===== The data

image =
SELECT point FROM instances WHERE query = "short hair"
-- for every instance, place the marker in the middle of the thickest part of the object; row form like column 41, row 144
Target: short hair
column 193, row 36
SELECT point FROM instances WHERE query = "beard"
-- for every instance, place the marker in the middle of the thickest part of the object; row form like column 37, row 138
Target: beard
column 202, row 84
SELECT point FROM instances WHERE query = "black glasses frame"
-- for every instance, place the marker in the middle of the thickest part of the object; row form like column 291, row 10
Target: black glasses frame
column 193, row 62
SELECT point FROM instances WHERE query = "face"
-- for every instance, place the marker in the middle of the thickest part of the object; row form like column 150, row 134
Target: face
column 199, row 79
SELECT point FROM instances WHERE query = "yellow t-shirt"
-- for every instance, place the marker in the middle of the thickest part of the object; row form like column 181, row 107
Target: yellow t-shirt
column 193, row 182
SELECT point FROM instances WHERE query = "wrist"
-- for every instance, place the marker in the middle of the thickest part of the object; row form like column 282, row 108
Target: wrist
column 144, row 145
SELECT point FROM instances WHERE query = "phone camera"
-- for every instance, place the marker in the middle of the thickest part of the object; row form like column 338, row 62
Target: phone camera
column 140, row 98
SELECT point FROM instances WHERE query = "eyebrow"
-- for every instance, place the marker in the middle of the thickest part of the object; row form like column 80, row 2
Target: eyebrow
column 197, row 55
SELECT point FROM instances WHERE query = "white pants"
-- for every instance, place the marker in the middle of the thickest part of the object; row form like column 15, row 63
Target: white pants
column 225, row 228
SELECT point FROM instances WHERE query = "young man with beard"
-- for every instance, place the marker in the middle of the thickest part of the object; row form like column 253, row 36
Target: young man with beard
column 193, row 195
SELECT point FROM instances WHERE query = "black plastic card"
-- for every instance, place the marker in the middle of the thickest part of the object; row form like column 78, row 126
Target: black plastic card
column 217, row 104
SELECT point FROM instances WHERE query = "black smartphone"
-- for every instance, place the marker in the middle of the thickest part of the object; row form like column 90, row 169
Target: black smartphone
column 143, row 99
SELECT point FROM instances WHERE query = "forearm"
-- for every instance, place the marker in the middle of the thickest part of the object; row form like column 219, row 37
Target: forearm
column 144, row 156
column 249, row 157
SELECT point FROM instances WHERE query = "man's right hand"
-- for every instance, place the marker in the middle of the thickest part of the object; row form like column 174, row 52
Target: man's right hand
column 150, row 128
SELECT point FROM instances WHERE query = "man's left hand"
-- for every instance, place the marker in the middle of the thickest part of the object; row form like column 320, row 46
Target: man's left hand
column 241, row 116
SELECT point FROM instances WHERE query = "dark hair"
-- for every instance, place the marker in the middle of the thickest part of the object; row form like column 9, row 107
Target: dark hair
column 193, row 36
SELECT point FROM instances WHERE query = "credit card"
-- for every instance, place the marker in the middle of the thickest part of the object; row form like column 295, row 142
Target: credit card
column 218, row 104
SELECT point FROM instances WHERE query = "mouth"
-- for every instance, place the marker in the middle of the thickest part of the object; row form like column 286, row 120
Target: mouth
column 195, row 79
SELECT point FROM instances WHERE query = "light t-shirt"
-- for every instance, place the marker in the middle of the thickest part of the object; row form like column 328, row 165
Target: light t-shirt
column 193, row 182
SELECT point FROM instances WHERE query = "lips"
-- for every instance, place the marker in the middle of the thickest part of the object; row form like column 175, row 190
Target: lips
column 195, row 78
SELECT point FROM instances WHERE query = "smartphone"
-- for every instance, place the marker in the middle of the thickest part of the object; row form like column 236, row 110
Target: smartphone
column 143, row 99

==========

*Task prompt*. Your job is to reproduce the data in full, with every line intact.

*Task answer*.
image =
SELECT point FROM instances WHERE query = "short hair"
-- for every instance, place the marker in the middle of the thickest part of the object; row form like column 41, row 144
Target: short hair
column 193, row 36
SELECT point FROM instances WHERE query = "beard"
-- for every instance, place the marker in the middle of the thickest part of the object; row form like column 37, row 138
Target: beard
column 202, row 84
SELECT point FROM instances WHERE query = "black glasses frame"
-- for every instance, place the marker in the middle of the thickest part of the object; row form like column 291, row 10
Target: black glasses frame
column 193, row 62
SELECT point FROM instances WHERE query = "face"
-- for every instance, place the marker in the middle of the thickest part of the object; row form like column 150, row 134
Target: face
column 199, row 79
SELECT point FROM instances WHERE query = "yellow t-shirt"
-- for every instance, place the marker in the middle of the thickest part of the object; row form like column 181, row 107
Target: yellow t-shirt
column 193, row 182
SELECT point FROM instances WHERE query = "wrist"
-- for every instance, place the marker in the middle of the thickest part of the object; row form like column 282, row 108
Target: wrist
column 144, row 145
SELECT point FROM instances WHERE query = "phone camera"
-- for every instance, place the marker in the middle of the thickest part of the object; row form like column 338, row 62
Target: phone camera
column 140, row 98
SELECT point FROM instances WHERE query = "eyebrow"
-- for every instance, place the marker in the middle of the thickest part of the object; row form like column 80, row 2
Target: eyebrow
column 197, row 55
SELECT point FROM instances WHERE query = "white pants"
-- for every instance, place the marker in the middle of the thickest part of the object; row form like column 15, row 63
Target: white pants
column 225, row 228
SELECT point FROM instances WHERE query = "young man with beard"
-- for every instance, place the marker in the middle of the thickest part of the object; row form like column 253, row 36
Target: young man with beard
column 193, row 195
SELECT point FROM instances WHERE query = "black plastic card"
-- for every instance, place the marker in the middle of the thickest part of the object; row form like column 78, row 126
Target: black plastic card
column 217, row 104
SELECT point FROM instances WHERE query = "black smartphone"
-- for every instance, place the marker in the middle of the thickest part of the object; row form like column 90, row 169
Target: black smartphone
column 143, row 99
SELECT point FROM instances WHERE query = "forearm"
-- for every instance, place the marker in the middle of the thickest part of the object; row form like column 219, row 37
Target: forearm
column 144, row 156
column 249, row 157
SELECT point FROM instances WHERE query = "man's right hand"
-- for every instance, place the marker in the middle of the thickest part of the object; row form like column 174, row 52
Target: man's right hand
column 150, row 128
SELECT point FROM instances WHERE query = "man's left hand"
-- for every instance, place the marker in the middle of the thickest part of the object; row form like column 320, row 46
Target: man's left hand
column 241, row 116
SELECT point FROM instances WHERE query = "dark hair"
-- for every instance, place the marker in the middle of the thickest part of the object; row form like column 9, row 107
Target: dark hair
column 193, row 36
SELECT point FROM instances WHERE query = "credit card"
-- for every instance, place the marker in the middle of the thickest part of the object; row form like column 295, row 142
Target: credit card
column 218, row 104
SELECT point FROM instances WHERE query = "mouth"
-- for every instance, place the marker in the middle of the thickest part of the object; row form like column 286, row 120
Target: mouth
column 195, row 79
SELECT point FROM instances WHERE query = "light t-shirt"
-- for every instance, place the marker in the middle of the thickest part of the object; row form like column 328, row 165
Target: light t-shirt
column 193, row 182
SELECT point FROM instances WHERE query = "lips"
-- for every instance, place the marker in the middle of the thickest part of the object; row form like column 175, row 190
Target: lips
column 195, row 78
SELECT point FROM instances WHERE query = "smartphone"
-- for every instance, place the marker in the middle of the thickest part of the object; row form like column 236, row 110
Target: smartphone
column 143, row 99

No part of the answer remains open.